## Required work:
Give back all of the data exactly. Leave nothing out.

## Source records:
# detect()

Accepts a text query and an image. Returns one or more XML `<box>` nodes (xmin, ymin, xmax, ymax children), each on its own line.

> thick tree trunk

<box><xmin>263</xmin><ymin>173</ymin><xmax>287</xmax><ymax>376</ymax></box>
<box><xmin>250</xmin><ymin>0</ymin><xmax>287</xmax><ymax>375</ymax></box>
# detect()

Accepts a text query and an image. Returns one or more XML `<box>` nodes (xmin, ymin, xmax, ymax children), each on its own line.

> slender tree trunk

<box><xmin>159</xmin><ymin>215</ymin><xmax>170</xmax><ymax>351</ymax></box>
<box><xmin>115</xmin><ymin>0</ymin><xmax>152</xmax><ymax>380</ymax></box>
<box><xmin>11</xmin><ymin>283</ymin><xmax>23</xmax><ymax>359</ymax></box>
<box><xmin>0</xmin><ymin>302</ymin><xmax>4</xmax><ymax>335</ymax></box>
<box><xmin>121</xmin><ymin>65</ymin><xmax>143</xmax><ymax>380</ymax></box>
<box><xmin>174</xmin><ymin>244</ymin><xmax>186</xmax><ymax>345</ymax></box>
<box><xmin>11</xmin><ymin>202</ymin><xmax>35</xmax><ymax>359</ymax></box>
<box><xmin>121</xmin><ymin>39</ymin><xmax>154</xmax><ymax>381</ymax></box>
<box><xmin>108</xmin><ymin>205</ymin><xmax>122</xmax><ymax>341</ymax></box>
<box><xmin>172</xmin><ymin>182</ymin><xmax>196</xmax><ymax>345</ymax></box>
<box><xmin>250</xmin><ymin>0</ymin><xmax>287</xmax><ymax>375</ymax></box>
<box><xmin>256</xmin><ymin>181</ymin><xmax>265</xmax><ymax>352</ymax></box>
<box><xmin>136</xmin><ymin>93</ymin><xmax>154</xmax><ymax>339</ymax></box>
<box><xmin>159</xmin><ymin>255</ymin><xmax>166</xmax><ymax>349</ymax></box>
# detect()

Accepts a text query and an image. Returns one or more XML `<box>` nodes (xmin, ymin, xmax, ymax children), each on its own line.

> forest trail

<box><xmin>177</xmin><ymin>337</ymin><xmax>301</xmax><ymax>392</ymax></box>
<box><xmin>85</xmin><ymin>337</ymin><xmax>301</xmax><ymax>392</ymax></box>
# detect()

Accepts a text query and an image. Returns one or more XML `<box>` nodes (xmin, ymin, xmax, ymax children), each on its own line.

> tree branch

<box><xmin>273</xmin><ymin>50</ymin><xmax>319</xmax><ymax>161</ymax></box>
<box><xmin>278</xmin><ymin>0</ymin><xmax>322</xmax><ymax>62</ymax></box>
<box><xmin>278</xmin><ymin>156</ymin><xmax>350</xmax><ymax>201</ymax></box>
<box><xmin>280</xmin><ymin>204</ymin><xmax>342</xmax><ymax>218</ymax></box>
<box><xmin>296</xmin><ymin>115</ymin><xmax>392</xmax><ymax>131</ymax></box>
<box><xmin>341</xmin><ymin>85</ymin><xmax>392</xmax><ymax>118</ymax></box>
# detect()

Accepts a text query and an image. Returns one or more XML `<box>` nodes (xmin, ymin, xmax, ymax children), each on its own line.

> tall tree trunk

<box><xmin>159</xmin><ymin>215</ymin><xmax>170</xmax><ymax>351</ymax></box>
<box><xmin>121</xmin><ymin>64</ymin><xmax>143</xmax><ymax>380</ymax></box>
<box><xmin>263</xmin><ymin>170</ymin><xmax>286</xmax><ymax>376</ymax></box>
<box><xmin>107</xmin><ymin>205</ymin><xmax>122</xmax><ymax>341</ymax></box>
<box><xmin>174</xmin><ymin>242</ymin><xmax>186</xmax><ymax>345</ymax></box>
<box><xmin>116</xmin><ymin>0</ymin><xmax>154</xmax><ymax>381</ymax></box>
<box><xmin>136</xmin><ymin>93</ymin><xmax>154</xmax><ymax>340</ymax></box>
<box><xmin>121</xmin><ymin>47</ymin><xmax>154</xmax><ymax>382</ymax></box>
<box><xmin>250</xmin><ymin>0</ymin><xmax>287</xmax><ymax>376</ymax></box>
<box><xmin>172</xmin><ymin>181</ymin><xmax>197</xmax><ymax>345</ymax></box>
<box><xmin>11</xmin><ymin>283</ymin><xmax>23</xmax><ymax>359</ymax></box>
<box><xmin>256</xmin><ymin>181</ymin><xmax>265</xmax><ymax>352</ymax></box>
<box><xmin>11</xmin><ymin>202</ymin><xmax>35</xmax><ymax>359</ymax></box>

## Exercise response:
# detect()

Accepts a text query and an image. Returns one or more XML `<box>` nodes (xmin, ymin, xmax, ymax children), each on its own line.

> thick tree trunk

<box><xmin>263</xmin><ymin>173</ymin><xmax>287</xmax><ymax>376</ymax></box>
<box><xmin>250</xmin><ymin>0</ymin><xmax>287</xmax><ymax>375</ymax></box>
# detect()

Accepts a text query and an image. Returns one or more XML `<box>` nodes (xmin, ymin, xmax, ymax children), each on its own line.

> slender tree trunk

<box><xmin>159</xmin><ymin>215</ymin><xmax>170</xmax><ymax>351</ymax></box>
<box><xmin>115</xmin><ymin>0</ymin><xmax>152</xmax><ymax>380</ymax></box>
<box><xmin>11</xmin><ymin>283</ymin><xmax>23</xmax><ymax>359</ymax></box>
<box><xmin>0</xmin><ymin>302</ymin><xmax>4</xmax><ymax>335</ymax></box>
<box><xmin>121</xmin><ymin>65</ymin><xmax>143</xmax><ymax>380</ymax></box>
<box><xmin>174</xmin><ymin>244</ymin><xmax>186</xmax><ymax>345</ymax></box>
<box><xmin>11</xmin><ymin>202</ymin><xmax>35</xmax><ymax>359</ymax></box>
<box><xmin>121</xmin><ymin>39</ymin><xmax>154</xmax><ymax>381</ymax></box>
<box><xmin>108</xmin><ymin>205</ymin><xmax>122</xmax><ymax>341</ymax></box>
<box><xmin>172</xmin><ymin>182</ymin><xmax>196</xmax><ymax>345</ymax></box>
<box><xmin>250</xmin><ymin>0</ymin><xmax>287</xmax><ymax>375</ymax></box>
<box><xmin>256</xmin><ymin>181</ymin><xmax>265</xmax><ymax>352</ymax></box>
<box><xmin>136</xmin><ymin>93</ymin><xmax>154</xmax><ymax>339</ymax></box>
<box><xmin>159</xmin><ymin>255</ymin><xmax>166</xmax><ymax>349</ymax></box>
# detect()

Accepts a text query and an image. Returns one or more XML `<box>` nodes (xmin, ymin, xmax, ymax children), each on its own line.

> forest trail

<box><xmin>177</xmin><ymin>337</ymin><xmax>301</xmax><ymax>392</ymax></box>
<box><xmin>85</xmin><ymin>337</ymin><xmax>301</xmax><ymax>392</ymax></box>
# detect()

Accepts a text query and an image. Returns one or more XML `<box>` nodes (xmin, ymin, xmax, ymax children), each on its own line.

> tree branch

<box><xmin>273</xmin><ymin>50</ymin><xmax>319</xmax><ymax>161</ymax></box>
<box><xmin>278</xmin><ymin>0</ymin><xmax>322</xmax><ymax>62</ymax></box>
<box><xmin>278</xmin><ymin>156</ymin><xmax>350</xmax><ymax>201</ymax></box>
<box><xmin>280</xmin><ymin>204</ymin><xmax>342</xmax><ymax>218</ymax></box>
<box><xmin>296</xmin><ymin>115</ymin><xmax>392</xmax><ymax>131</ymax></box>
<box><xmin>341</xmin><ymin>85</ymin><xmax>392</xmax><ymax>118</ymax></box>
# detect()

Accepts a text query and an image. Returns one or more XML `<box>` nodes (xmin, ymin, xmax, ymax children), each on its own line.

> tall tree trunk

<box><xmin>159</xmin><ymin>215</ymin><xmax>170</xmax><ymax>351</ymax></box>
<box><xmin>121</xmin><ymin>64</ymin><xmax>143</xmax><ymax>380</ymax></box>
<box><xmin>263</xmin><ymin>170</ymin><xmax>286</xmax><ymax>376</ymax></box>
<box><xmin>107</xmin><ymin>205</ymin><xmax>122</xmax><ymax>341</ymax></box>
<box><xmin>174</xmin><ymin>242</ymin><xmax>186</xmax><ymax>345</ymax></box>
<box><xmin>116</xmin><ymin>0</ymin><xmax>154</xmax><ymax>381</ymax></box>
<box><xmin>136</xmin><ymin>93</ymin><xmax>154</xmax><ymax>340</ymax></box>
<box><xmin>121</xmin><ymin>47</ymin><xmax>154</xmax><ymax>382</ymax></box>
<box><xmin>250</xmin><ymin>0</ymin><xmax>287</xmax><ymax>376</ymax></box>
<box><xmin>172</xmin><ymin>181</ymin><xmax>197</xmax><ymax>345</ymax></box>
<box><xmin>11</xmin><ymin>283</ymin><xmax>23</xmax><ymax>359</ymax></box>
<box><xmin>256</xmin><ymin>181</ymin><xmax>265</xmax><ymax>352</ymax></box>
<box><xmin>11</xmin><ymin>202</ymin><xmax>35</xmax><ymax>359</ymax></box>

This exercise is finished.